═════ Dataset rows
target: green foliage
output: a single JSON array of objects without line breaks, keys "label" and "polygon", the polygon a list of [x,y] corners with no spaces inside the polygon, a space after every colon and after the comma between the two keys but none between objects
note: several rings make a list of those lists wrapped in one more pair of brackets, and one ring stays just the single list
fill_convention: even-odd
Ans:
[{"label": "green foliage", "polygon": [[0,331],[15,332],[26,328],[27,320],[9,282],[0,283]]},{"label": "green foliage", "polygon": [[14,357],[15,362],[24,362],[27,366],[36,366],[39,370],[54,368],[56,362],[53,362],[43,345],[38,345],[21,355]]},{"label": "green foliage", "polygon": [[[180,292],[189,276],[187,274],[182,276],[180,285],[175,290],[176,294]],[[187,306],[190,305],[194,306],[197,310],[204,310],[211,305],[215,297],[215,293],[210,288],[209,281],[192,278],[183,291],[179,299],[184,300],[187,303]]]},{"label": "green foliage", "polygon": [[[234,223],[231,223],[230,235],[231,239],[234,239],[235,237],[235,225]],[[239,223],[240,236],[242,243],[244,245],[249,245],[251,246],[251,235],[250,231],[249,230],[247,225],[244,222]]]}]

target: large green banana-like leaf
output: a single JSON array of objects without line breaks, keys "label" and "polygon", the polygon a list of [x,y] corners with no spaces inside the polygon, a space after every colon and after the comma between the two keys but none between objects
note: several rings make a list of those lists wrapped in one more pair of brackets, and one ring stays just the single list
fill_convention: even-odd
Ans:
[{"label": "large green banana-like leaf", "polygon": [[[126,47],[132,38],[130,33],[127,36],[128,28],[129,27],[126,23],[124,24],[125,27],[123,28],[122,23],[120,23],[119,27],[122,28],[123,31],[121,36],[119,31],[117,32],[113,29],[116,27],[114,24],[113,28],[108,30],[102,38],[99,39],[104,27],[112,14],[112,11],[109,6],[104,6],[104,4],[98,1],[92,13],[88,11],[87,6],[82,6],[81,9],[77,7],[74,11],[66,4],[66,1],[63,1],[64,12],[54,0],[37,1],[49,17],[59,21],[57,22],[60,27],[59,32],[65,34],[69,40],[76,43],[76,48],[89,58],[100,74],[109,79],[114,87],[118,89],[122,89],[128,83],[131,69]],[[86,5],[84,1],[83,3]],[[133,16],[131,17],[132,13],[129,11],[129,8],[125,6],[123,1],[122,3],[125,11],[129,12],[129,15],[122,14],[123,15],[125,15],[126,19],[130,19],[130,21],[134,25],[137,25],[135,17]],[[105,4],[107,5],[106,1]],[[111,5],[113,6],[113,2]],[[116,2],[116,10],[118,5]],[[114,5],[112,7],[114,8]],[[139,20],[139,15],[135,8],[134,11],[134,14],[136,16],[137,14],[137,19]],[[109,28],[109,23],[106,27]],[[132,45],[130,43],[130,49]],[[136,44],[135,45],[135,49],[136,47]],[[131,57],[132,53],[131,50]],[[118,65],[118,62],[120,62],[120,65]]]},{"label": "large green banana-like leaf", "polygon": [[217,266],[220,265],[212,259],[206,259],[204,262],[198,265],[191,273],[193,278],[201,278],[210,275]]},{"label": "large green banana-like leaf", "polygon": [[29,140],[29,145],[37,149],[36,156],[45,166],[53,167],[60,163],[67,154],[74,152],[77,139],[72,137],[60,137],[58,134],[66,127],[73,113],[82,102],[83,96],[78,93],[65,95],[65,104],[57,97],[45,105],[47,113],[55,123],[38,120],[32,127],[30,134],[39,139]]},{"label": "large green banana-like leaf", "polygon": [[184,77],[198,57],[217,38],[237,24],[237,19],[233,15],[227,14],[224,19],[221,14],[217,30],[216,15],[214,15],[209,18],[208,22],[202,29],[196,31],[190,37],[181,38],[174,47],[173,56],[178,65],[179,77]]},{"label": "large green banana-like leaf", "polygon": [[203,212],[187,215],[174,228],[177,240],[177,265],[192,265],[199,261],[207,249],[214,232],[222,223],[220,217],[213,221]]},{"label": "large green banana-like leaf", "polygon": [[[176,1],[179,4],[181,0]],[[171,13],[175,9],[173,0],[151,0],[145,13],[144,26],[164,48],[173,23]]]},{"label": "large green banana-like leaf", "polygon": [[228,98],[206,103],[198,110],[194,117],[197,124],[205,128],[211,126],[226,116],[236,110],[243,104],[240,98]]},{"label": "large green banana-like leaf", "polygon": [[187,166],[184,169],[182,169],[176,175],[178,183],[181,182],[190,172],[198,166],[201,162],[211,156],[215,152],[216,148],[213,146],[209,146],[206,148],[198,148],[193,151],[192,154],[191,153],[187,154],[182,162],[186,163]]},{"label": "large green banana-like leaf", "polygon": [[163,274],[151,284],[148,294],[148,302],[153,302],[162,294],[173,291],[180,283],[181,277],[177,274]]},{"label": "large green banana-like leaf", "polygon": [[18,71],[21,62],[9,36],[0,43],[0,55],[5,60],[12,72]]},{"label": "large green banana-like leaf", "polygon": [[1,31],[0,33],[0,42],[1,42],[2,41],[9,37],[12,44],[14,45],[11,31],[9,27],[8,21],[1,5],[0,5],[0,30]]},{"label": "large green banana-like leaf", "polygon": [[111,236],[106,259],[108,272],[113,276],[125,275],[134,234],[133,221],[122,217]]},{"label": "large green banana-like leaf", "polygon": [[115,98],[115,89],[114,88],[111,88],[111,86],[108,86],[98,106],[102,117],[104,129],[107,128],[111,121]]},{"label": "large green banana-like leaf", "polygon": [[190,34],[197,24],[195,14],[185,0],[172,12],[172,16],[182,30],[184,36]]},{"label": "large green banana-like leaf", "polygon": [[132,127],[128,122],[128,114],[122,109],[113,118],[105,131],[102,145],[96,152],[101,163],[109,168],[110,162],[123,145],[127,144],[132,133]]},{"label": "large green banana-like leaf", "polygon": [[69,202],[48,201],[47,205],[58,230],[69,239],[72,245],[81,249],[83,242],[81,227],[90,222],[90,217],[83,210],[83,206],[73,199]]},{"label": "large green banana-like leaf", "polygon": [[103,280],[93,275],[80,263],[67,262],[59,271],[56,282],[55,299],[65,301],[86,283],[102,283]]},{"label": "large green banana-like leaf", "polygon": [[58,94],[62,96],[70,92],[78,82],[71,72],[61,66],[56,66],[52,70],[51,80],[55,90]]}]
══════════
▸ What is needed: Write out all the lines again, exactly as they are.

▸ Solution to this task:
target: green foliage
output: a single JSON array of objects without line breaks, keys "label" and "polygon", the polygon a list of [x,y] corners with no spaces inside the polygon, a space after every colon and after the comma between the two keys but none between objects
note: several rings make a list of those lists wrapped in one more pair of brackets, and one ring stays just the single list
fill_convention: even-odd
Ans:
[{"label": "green foliage", "polygon": [[0,331],[15,332],[26,328],[27,320],[9,282],[0,283]]},{"label": "green foliage", "polygon": [[14,357],[15,362],[24,362],[27,366],[36,366],[39,370],[54,368],[56,362],[53,362],[43,345],[38,345],[21,355]]},{"label": "green foliage", "polygon": [[[180,292],[189,276],[187,274],[182,276],[180,285],[175,290],[176,294]],[[187,306],[190,305],[194,306],[197,310],[204,310],[211,305],[215,297],[215,293],[210,288],[209,281],[192,278],[183,291],[179,299],[184,300],[187,303]]]},{"label": "green foliage", "polygon": [[[234,223],[231,223],[230,235],[231,239],[234,239],[235,237],[235,225]],[[239,223],[240,236],[242,243],[244,245],[249,245],[251,246],[251,235],[250,231],[249,230],[247,225],[244,222]]]}]

target: large green banana-like leaf
output: a single JSON array of objects without line breaks, keys "label" and "polygon", the polygon a list of [x,y] corners with no spaces inside the polygon, a space after every colon and after the comma between the two keys but none between objects
note: several rings make a list of those lists wrapped in one more pair of brackets, and one ring stays just the single list
fill_convention: even-odd
Ans:
[{"label": "large green banana-like leaf", "polygon": [[[126,47],[132,38],[130,33],[127,36],[128,28],[129,27],[126,23],[124,24],[125,27],[123,28],[122,23],[120,23],[119,27],[122,28],[123,31],[121,36],[119,31],[117,32],[113,29],[116,27],[114,24],[113,28],[108,30],[102,38],[99,39],[104,27],[112,14],[112,11],[109,6],[104,6],[104,4],[98,1],[92,13],[88,11],[87,6],[82,6],[81,9],[77,7],[74,11],[66,4],[66,1],[63,1],[64,12],[54,0],[37,1],[49,17],[59,21],[57,22],[60,27],[59,32],[65,34],[69,40],[76,43],[76,48],[89,58],[100,74],[109,79],[114,87],[118,89],[122,89],[128,83],[131,69]],[[86,5],[84,1],[83,3]],[[133,16],[131,17],[132,13],[129,11],[129,8],[125,6],[123,1],[122,3],[125,11],[129,12],[129,15],[122,14],[123,15],[125,15],[126,19],[130,19],[130,21],[134,25],[137,25],[135,17]],[[105,4],[107,5],[106,1]],[[111,5],[113,6],[113,2]],[[116,2],[116,10],[118,5]],[[114,5],[112,7],[114,8]],[[139,20],[139,15],[135,8],[134,11],[134,14],[136,16],[137,14],[137,19]],[[109,28],[109,23],[106,27]],[[132,45],[130,43],[130,49]],[[136,44],[135,45],[135,49],[136,47]],[[131,57],[132,53],[131,50]],[[118,65],[118,62],[120,62],[120,65]]]},{"label": "large green banana-like leaf", "polygon": [[217,266],[220,265],[212,259],[206,259],[204,262],[198,265],[191,273],[193,278],[201,278],[210,275]]},{"label": "large green banana-like leaf", "polygon": [[29,140],[29,145],[37,149],[36,156],[45,166],[53,167],[60,163],[67,154],[74,152],[77,139],[72,137],[60,137],[58,134],[66,127],[73,113],[82,102],[83,96],[78,93],[65,95],[65,104],[57,97],[45,105],[47,113],[55,123],[38,120],[32,127],[30,134],[39,139]]},{"label": "large green banana-like leaf", "polygon": [[184,77],[198,57],[217,38],[237,24],[237,19],[233,15],[227,14],[224,19],[221,14],[217,30],[216,15],[214,15],[209,18],[208,22],[202,29],[196,31],[190,37],[181,38],[174,47],[173,56],[178,65],[179,77]]},{"label": "large green banana-like leaf", "polygon": [[203,212],[187,215],[174,228],[177,240],[177,265],[192,265],[199,261],[207,249],[214,232],[222,223],[220,217],[213,221]]},{"label": "large green banana-like leaf", "polygon": [[[176,1],[179,4],[181,0]],[[171,13],[175,9],[173,0],[151,0],[145,13],[144,26],[164,48],[173,23]]]},{"label": "large green banana-like leaf", "polygon": [[228,98],[206,103],[198,110],[194,117],[197,124],[205,128],[211,126],[226,116],[236,110],[243,104],[240,98]]},{"label": "large green banana-like leaf", "polygon": [[187,166],[184,169],[182,169],[176,175],[178,183],[181,182],[190,172],[198,166],[201,162],[211,156],[215,152],[216,148],[213,146],[209,146],[206,148],[198,148],[193,151],[192,154],[191,153],[187,154],[182,162],[186,163]]},{"label": "large green banana-like leaf", "polygon": [[163,274],[151,284],[148,294],[148,302],[153,302],[162,294],[173,291],[180,283],[181,277],[177,274]]},{"label": "large green banana-like leaf", "polygon": [[18,71],[21,62],[9,36],[0,43],[0,55],[5,60],[12,72]]},{"label": "large green banana-like leaf", "polygon": [[1,31],[0,33],[0,42],[1,42],[2,41],[9,37],[12,44],[14,45],[11,31],[9,27],[8,21],[1,5],[0,5],[0,30]]},{"label": "large green banana-like leaf", "polygon": [[111,236],[106,259],[108,272],[113,276],[125,275],[134,234],[133,221],[122,217]]},{"label": "large green banana-like leaf", "polygon": [[115,98],[115,89],[114,88],[111,88],[111,86],[108,86],[98,106],[102,117],[104,129],[107,128],[111,121]]},{"label": "large green banana-like leaf", "polygon": [[190,34],[197,24],[195,14],[185,0],[172,12],[172,16],[182,30],[184,36]]},{"label": "large green banana-like leaf", "polygon": [[132,127],[128,122],[128,114],[122,109],[113,118],[105,131],[102,145],[96,152],[101,163],[109,168],[110,162],[123,145],[127,144],[132,133]]},{"label": "large green banana-like leaf", "polygon": [[69,202],[48,201],[47,205],[58,230],[69,239],[72,245],[81,249],[83,242],[81,227],[90,222],[90,217],[83,210],[83,206],[73,199]]},{"label": "large green banana-like leaf", "polygon": [[103,280],[93,275],[80,263],[67,262],[59,271],[56,282],[55,299],[65,301],[86,283],[102,283]]},{"label": "large green banana-like leaf", "polygon": [[58,94],[62,96],[70,92],[78,82],[71,72],[61,66],[56,66],[52,70],[51,80],[55,90]]}]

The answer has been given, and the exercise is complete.